***** TASK MATERIAL *****

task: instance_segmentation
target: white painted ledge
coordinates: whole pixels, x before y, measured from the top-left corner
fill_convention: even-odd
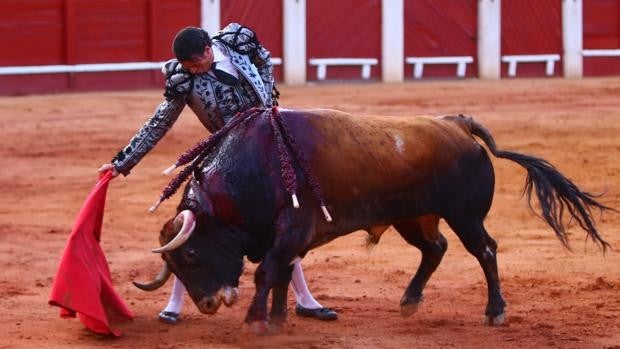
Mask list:
[[[552,76],[555,70],[555,62],[559,60],[560,55],[558,54],[502,56],[502,62],[508,63],[508,76],[517,75],[517,63],[545,63],[545,74]]]
[[[376,58],[310,58],[310,65],[316,66],[316,77],[318,80],[325,80],[327,76],[327,66],[356,66],[362,67],[362,79],[370,79],[371,66],[379,64]]]
[[[620,57],[620,49],[582,50],[584,57]]]
[[[465,77],[467,64],[473,63],[472,56],[406,57],[407,64],[413,64],[413,77],[421,79],[425,64],[456,64],[456,76]]]

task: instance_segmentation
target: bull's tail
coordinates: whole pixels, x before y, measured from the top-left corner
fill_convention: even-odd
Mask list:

*****

§ GOAL OF THE EXERCISE
Set out each line of the material above as a numbered list, skipping blank lines and leaving out the pictures.

§ OUTPUT OF THE EXERCISE
1. task: instance_segmentation
2. target: white painted ledge
3. coordinates: whole pixels, x before y, measured from the top-left corner
4. fill_convention: even-odd
5. Mask list:
6. [[[552,76],[555,70],[555,62],[559,60],[560,55],[558,54],[502,56],[502,62],[508,63],[508,76],[517,75],[517,63],[545,63],[545,74]]]
7. [[[376,58],[310,58],[310,65],[316,66],[316,77],[318,80],[325,80],[327,76],[327,66],[356,66],[362,67],[362,79],[370,79],[371,66],[379,64]]]
8. [[[620,57],[620,49],[582,50],[584,57]]]
9. [[[465,77],[467,64],[473,63],[472,56],[406,57],[407,64],[413,64],[413,77],[421,79],[425,64],[456,64],[456,76]]]
10. task: instance_segmentation
11. target: bull's tail
12. coordinates: whole pixels, x before y, measured from the top-left corner
13. fill_convention: even-odd
14. Mask list:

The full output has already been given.